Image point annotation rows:
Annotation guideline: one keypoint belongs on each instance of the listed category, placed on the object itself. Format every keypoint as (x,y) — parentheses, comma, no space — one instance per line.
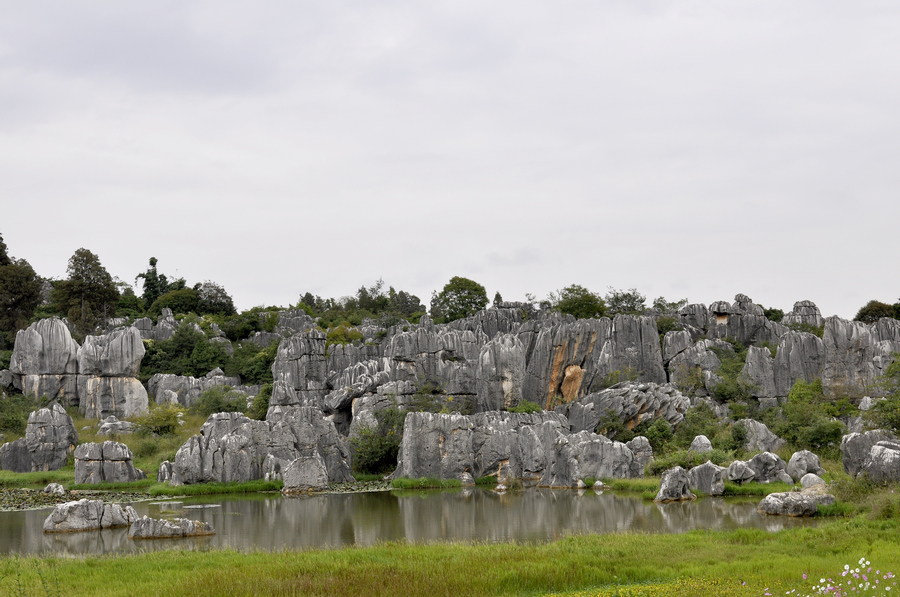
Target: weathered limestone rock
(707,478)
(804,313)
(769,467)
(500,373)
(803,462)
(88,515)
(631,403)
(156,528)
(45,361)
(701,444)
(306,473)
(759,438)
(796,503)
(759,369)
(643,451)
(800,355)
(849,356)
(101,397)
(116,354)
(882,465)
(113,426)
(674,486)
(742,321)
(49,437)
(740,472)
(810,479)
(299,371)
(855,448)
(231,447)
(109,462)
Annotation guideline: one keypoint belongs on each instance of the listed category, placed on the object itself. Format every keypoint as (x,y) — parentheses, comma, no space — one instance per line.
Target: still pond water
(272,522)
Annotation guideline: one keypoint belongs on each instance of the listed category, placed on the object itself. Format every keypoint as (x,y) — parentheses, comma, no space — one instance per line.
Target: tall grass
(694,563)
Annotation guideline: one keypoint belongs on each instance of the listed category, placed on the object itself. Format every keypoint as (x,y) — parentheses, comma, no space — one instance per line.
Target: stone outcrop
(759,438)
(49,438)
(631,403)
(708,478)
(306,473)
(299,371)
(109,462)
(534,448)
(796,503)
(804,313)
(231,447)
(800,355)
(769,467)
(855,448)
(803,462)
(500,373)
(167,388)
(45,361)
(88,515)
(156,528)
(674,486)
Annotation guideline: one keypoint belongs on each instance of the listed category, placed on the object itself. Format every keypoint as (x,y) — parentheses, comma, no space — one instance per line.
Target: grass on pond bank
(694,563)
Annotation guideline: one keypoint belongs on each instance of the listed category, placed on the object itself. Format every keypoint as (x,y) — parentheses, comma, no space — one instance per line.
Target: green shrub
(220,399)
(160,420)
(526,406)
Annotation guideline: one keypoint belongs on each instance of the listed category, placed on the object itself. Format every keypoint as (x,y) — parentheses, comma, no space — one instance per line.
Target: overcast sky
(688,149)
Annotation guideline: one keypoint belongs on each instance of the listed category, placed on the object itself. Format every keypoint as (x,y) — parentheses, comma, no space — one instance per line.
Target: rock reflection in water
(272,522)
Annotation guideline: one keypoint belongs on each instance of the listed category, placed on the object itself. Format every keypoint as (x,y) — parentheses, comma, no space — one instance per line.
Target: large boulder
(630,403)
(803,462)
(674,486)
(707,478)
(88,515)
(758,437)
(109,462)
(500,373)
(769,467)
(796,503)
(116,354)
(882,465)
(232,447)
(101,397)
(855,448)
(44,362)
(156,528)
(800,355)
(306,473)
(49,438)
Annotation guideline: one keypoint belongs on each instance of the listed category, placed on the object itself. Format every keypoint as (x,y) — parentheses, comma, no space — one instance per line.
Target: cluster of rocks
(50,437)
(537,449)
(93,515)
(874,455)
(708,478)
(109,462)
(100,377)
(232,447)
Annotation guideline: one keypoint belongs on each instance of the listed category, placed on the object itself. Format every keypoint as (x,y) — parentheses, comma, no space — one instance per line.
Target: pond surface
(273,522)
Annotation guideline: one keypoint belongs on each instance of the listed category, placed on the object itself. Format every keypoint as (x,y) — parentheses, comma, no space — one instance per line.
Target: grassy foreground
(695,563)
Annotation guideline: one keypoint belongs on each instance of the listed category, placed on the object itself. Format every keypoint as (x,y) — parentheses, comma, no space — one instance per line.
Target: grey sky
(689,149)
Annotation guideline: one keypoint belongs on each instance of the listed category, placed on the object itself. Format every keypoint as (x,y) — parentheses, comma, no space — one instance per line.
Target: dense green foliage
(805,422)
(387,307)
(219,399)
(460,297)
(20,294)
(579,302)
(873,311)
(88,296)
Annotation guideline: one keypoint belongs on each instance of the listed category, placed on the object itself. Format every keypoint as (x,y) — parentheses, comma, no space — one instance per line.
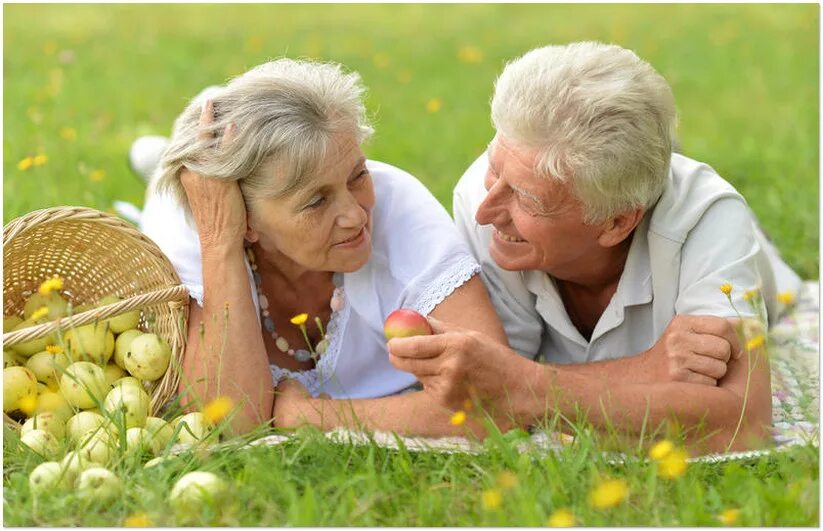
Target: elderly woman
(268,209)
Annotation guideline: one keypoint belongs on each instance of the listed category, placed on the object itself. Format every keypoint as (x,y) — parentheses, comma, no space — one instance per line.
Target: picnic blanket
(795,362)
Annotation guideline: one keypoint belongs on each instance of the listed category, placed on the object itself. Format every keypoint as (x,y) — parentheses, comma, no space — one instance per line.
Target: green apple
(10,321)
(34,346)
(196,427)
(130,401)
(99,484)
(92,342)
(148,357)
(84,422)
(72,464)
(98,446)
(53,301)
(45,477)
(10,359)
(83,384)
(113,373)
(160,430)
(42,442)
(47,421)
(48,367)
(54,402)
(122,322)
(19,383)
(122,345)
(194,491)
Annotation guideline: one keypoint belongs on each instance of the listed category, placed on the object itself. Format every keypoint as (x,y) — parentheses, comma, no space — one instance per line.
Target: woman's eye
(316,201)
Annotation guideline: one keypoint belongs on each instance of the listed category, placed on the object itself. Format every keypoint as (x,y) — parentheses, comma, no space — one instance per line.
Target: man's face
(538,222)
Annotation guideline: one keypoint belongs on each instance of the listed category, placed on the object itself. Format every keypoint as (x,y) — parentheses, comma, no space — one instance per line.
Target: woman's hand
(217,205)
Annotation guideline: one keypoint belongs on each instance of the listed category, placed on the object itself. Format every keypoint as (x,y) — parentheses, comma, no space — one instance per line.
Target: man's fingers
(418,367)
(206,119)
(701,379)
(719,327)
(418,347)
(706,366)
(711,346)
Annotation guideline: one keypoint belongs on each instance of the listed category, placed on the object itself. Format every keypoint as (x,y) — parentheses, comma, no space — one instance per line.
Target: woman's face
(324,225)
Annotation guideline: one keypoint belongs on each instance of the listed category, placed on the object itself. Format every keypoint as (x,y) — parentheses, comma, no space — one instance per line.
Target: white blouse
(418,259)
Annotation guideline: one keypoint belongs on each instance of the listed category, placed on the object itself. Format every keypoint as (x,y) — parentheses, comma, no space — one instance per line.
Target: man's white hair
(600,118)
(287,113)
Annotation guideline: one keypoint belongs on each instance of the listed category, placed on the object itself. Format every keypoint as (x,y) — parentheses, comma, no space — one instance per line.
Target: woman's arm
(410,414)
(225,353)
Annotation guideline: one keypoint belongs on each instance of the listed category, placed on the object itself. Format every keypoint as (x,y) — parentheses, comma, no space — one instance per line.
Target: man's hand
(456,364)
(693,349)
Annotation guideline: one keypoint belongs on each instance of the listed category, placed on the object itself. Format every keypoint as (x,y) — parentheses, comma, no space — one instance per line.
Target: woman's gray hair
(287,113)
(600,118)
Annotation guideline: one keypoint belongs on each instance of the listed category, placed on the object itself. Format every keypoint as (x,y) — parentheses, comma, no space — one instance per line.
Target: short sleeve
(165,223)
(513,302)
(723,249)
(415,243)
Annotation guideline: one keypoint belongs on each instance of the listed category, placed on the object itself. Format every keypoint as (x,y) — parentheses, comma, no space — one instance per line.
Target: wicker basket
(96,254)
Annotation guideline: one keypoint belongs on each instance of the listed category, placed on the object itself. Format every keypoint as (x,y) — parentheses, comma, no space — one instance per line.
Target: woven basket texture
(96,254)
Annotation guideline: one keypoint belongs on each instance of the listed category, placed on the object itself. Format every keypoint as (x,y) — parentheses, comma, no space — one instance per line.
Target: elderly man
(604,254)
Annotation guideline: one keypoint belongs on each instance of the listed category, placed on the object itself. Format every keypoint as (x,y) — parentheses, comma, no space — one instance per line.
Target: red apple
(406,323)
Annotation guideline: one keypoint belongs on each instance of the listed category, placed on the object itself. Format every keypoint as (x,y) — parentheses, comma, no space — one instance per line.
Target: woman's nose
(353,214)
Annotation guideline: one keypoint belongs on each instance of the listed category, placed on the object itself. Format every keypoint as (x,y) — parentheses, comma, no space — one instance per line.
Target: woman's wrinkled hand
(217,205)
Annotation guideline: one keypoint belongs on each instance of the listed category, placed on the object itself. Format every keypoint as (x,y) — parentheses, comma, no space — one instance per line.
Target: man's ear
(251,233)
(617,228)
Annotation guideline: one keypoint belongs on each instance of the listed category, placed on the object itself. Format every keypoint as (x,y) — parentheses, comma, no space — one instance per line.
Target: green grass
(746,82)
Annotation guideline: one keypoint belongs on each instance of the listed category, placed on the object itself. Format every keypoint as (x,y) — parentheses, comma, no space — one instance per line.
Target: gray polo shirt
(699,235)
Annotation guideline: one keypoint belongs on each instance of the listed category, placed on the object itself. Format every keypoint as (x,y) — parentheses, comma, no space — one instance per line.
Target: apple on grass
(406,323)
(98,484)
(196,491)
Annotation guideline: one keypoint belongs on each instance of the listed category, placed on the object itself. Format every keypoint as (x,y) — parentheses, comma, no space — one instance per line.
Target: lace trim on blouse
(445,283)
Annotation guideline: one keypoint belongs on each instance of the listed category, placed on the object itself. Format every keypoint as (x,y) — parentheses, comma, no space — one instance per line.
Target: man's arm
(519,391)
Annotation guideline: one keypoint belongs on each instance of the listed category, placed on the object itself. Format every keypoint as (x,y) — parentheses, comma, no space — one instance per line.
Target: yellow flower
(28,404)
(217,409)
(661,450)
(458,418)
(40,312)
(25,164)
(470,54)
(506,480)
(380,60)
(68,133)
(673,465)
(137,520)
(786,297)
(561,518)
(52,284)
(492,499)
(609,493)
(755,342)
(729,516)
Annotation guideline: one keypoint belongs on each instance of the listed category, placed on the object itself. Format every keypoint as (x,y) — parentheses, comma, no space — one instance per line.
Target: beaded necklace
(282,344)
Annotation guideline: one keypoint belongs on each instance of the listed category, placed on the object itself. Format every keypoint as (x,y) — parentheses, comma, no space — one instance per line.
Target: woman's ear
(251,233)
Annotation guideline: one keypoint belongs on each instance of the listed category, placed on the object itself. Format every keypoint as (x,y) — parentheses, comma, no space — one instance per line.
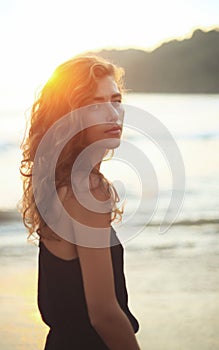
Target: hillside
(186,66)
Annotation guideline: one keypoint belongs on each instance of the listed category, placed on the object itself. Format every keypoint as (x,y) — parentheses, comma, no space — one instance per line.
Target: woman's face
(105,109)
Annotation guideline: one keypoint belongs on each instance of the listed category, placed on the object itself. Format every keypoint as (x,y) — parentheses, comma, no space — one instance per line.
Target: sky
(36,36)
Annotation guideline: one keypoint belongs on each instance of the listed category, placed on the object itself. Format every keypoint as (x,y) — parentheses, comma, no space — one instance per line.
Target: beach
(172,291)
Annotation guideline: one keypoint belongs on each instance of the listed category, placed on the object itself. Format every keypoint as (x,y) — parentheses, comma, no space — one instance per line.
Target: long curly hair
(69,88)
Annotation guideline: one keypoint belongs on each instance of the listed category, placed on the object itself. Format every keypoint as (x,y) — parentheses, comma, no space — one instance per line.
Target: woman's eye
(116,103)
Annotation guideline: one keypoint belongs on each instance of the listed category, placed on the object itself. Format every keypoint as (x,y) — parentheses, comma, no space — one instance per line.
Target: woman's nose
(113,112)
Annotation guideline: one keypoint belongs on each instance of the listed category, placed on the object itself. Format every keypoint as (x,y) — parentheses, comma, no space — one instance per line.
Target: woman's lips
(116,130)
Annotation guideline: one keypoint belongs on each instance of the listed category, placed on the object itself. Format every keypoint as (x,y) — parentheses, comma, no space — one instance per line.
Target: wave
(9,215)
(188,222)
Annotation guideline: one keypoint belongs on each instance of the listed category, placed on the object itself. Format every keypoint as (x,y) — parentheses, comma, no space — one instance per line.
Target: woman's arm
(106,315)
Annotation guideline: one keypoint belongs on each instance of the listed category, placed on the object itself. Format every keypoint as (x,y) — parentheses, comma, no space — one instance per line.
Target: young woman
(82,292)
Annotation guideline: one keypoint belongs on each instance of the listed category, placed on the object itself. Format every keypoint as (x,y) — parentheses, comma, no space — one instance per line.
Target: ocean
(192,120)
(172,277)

▶ Goal:
Filter the rows above down to only the lines containing the word "elderly", matched case-sensitively, and copy each such line.

▶ Result of the exercise:
Target: elderly woman
Target: elderly man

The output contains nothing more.